Records of labeled boxes

---*---

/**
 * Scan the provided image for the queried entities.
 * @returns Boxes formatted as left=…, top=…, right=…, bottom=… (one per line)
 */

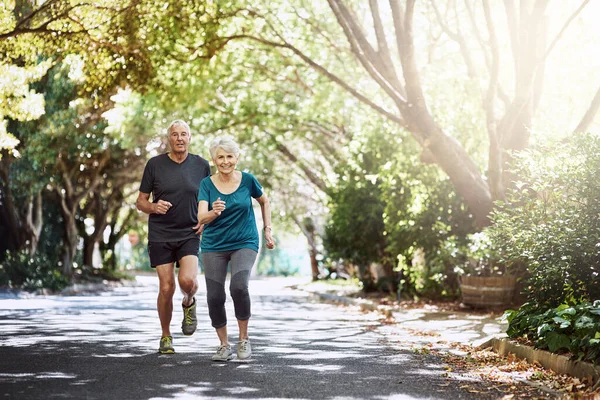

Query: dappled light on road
left=0, top=277, right=520, bottom=399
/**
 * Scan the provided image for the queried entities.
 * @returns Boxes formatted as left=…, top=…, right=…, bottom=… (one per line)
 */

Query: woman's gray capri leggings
left=202, top=249, right=258, bottom=329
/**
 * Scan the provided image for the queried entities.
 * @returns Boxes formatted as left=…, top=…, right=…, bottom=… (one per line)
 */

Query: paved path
left=0, top=277, right=548, bottom=400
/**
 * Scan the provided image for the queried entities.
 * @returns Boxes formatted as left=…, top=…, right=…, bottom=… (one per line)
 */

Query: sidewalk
left=293, top=284, right=508, bottom=347
left=293, top=282, right=600, bottom=389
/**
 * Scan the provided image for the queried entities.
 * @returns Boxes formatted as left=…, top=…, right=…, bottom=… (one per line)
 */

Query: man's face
left=169, top=125, right=192, bottom=153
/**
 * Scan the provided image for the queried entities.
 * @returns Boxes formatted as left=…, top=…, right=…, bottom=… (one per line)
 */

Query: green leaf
left=552, top=317, right=571, bottom=329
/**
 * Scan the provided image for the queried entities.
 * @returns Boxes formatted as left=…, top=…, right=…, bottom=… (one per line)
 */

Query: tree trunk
left=292, top=215, right=321, bottom=281
left=83, top=236, right=96, bottom=268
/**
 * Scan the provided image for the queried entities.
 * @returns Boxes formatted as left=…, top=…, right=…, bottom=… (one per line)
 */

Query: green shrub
left=490, top=134, right=600, bottom=307
left=505, top=300, right=600, bottom=362
left=0, top=251, right=69, bottom=291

---*---

Gather every line above that contains the string "Query" and copy each one out in full.

→ Problem solution
Query: dappled light on road
Query: woman's gray capri leggings
Query: paved path
Query: sidewalk
Query: man's face
Query: green leaf
Query: tree trunk
Query: green shrub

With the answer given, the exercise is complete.